FRAGMENTO PROPORCIONADO -
________

La política y el deporte son, por naturaleza, los dos grandes territorios de lo opinable. De la misma manera que cada aficionado al fútbol lleva un seleccionador dentro, cada votante tiene su propia predilección por un candidato u otro. Pero las alineaciones las hace el Vicente Del Bosque de turno y los candidatos los selecciona Ferraz. O Génova. O cualquier otro topónimo callejero que sirva para identificar el lugar donde se alza la fortaleza blindada del aparato de un partido. Los aparatos son camarillas. Unas pandas de jefecillos -nunca más de tres o cuatro- que hacen y deshacen las listas a su antojo. Ambas, las alineaciones futbolísticas y las candidaturas electorales, son decisiones bloqueadas. Trágalas que sólo admiten el derecho al pataleo. Si te gustan, bien. Y si no, ajo y agua. De esa controversia se alimentan las tertulias en los cafés. Mientras no cambien, así son las reglas. ¡Ah, las reglas! Sin ellas, todo sería un lío monumental.
Y lo que establecen las reglas al uso es que a los responsables que deciden quiénes saltan al terreno de juego, ya sea el césped de un estadio o el Congreso de los Diputados, se les juzga por los resultados que obtienen. El vencedor revalida el derecho a seguir decidiendo. Salvo que se llame Del Bosque, claro, en cuyo caso podrá seguir haciéndolo hasta que se canse de perder y decida irse sin que nadie le eche. Así nos ha lucido el pelo en el campeonato de Francia.
Nadie daba un duro por España antes de que comenzara la Eurocopa. Veníamos del gran fiasco del Mundial. Llevábamos dos años jugando sin brillo. Regular tirando a mal. Casi siempre peor que mal. Todo el mundo clamaba por abrir un nuevo ciclo. Del Bosque -juzgaban con criterio casi unánime los expertos más avisados- no podía liderar la renovación que reclamaba la selección nacional, ahora estúpidamente rebautizada como La Roja. Pero Del Bosque dijo que no se iba y su fuente de legitimidad -el capricho de un sólo hombre, Angel María Villar- respaldó su cabezonería.

________

EJERCICIO PLANTEADO A -
Vuelve a escribir los registros desde la línea que contiene "bridge deck, imagine" hasta la que contiene "[[17, 310], [469, 397]]", ambas incluidas, cambiando "disc" por "circle" y dejando todo lo demás igual.
El fragmento y los registros son materiales independientes entre sí.

________

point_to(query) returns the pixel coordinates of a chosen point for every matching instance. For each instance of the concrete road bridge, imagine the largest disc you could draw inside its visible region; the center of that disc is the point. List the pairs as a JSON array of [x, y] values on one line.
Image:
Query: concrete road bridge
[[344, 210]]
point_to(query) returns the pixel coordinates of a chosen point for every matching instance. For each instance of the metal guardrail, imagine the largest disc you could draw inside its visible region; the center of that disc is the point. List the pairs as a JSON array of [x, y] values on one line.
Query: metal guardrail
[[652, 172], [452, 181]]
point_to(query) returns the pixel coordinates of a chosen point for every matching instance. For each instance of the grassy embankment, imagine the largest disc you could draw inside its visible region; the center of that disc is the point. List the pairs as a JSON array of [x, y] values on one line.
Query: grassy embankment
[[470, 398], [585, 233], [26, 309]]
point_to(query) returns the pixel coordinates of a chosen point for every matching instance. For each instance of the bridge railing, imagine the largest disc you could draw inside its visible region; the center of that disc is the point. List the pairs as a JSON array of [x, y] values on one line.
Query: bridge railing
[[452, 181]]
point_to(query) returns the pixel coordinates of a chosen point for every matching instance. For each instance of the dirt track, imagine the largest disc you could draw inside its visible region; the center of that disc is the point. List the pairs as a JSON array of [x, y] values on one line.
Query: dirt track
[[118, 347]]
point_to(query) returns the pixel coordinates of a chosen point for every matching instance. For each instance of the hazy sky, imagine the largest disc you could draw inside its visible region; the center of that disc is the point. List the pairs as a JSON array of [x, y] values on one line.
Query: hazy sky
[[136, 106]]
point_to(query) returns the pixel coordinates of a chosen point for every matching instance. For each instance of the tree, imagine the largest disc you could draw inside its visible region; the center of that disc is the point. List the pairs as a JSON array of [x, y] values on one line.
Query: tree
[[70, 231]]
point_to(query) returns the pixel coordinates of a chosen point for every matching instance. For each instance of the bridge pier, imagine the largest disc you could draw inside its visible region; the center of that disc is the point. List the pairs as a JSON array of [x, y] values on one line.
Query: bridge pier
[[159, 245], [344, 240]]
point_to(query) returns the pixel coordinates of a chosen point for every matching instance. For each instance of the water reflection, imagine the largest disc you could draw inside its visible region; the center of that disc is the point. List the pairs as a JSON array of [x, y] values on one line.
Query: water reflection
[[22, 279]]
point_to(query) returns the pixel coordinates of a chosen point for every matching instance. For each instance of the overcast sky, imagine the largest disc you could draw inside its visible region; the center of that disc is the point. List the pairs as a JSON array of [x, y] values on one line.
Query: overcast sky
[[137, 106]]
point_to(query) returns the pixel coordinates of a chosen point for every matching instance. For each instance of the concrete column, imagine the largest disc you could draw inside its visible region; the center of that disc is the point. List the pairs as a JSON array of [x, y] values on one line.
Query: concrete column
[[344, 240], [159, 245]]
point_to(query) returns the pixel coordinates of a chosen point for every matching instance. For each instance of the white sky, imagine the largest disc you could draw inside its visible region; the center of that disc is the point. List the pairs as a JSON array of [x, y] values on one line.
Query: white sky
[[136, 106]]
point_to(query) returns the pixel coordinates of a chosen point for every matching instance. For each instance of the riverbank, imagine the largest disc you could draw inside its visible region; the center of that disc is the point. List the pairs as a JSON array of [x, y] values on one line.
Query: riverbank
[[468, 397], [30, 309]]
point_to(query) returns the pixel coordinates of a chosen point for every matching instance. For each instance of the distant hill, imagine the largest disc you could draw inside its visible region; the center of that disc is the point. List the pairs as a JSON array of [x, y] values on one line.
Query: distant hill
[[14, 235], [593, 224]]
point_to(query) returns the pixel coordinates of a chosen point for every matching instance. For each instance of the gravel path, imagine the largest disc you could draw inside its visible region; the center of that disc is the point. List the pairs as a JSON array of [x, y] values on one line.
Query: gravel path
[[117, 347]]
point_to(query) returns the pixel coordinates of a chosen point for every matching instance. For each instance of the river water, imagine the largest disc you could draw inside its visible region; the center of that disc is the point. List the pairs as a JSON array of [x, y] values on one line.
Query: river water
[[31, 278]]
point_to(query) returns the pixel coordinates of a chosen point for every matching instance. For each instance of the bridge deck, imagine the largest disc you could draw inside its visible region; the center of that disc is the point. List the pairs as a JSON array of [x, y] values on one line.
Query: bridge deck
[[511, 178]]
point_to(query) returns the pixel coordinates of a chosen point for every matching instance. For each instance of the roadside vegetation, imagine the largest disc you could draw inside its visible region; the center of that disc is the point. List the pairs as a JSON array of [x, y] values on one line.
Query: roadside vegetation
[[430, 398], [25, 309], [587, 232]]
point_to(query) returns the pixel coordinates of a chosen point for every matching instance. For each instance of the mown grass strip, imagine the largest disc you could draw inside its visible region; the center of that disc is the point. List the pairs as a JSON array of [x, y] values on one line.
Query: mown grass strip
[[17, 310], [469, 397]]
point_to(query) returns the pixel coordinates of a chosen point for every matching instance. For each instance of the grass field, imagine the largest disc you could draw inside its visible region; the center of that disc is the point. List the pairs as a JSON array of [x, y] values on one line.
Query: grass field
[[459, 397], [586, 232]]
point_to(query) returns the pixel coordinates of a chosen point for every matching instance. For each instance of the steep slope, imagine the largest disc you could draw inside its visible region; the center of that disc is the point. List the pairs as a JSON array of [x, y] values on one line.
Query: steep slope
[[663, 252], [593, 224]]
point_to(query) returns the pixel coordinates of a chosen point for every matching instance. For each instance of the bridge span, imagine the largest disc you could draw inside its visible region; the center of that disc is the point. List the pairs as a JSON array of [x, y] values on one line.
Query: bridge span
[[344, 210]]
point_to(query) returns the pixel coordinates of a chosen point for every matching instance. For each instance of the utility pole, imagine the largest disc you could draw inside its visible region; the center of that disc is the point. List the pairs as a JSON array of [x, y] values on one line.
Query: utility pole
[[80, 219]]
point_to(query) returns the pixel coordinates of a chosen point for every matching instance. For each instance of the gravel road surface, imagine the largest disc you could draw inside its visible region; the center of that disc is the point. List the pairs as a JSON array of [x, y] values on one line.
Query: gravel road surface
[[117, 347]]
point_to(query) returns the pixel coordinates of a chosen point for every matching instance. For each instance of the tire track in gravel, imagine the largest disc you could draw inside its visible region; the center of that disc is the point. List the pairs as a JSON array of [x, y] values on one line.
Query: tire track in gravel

________

EJERCICIO PLANTEADO B -
Prolonga el artículo sobre Del Bosque y la selección española a partir de donde se detiene.

RESULTADO DEL EJERCICIO A -
point_to(query) returns the pixel coordinates of a chosen point for every matching instance. For each instance of the bridge deck, imagine the largest circle you could draw inside its visible region; the center of that circle is the point. List the pairs as a JSON array of [x, y] values on one line.
Query: bridge deck
[[511, 178]]
point_to(query) returns the pixel coordinates of a chosen point for every matching instance. For each instance of the roadside vegetation, imagine the largest circle you could draw inside its visible region; the center of that circle is the point. List the pairs as a JSON array of [x, y] values on one line.
Query: roadside vegetation
[[430, 398], [25, 309], [587, 232]]
point_to(query) returns the pixel coordinates of a chosen point for every matching instance. For each instance of the mown grass strip, imagine the largest circle you could draw inside its visible region; the center of that circle is the point. List the pairs as a JSON array of [x, y] values on one line.
Query: mown grass strip
[[17, 310], [469, 397]]

RESULTADO DEL EJERCICIO B -
Entonces llegó el debut ante los checos. España jugó mucho mejor de lo esperado y se alzó con la victoria. Agónica victoria, pero victoria. La consecuencia fue que una especie de alucinación colectiva, una suerte de enajenación transitoria, proyectó la idea de que la decrépita España -futbolísticamente hablando- había renacido de sus cenizas y volvía a admirar al continente con su estilo de juego talentoso y dominador. Del Bosque se ganó el derecho a mirar con cierto desdén a sus detractores y repitió la misma alineación, sin un solo cambio, ante la paupérrima Turquía. Y volvió a ganar. Y, además, con un juego estimable.
Es posible que algunos analistas deportivos, tratando de alzar la vista más allá del veredicto de los marcadores, viera en el juego del equipo nacional un buen ejemplo de lo que significa el refrán pan para hoy y hambre para mañana: nervios en Ramos, inseguridad en Busquets, inanidad en Fábregas, atasco en Nolito… Pero las dos victorias consecutivas, y su lustrosa apariencia, pusieron sordina a los adversativos. Como dijo Rajoy hablando de lo suyo, no era tiempo de agoreros. Del Bosque se ganó el derecho a no hacer cambios y a seguir a su bola. Los resultados le avalaban. Chitón a la crítica. Mordaza a los pesimistas. Así son las reglas. ¡Ah, las reglas! Sin ellas, todo sería un lío monumental.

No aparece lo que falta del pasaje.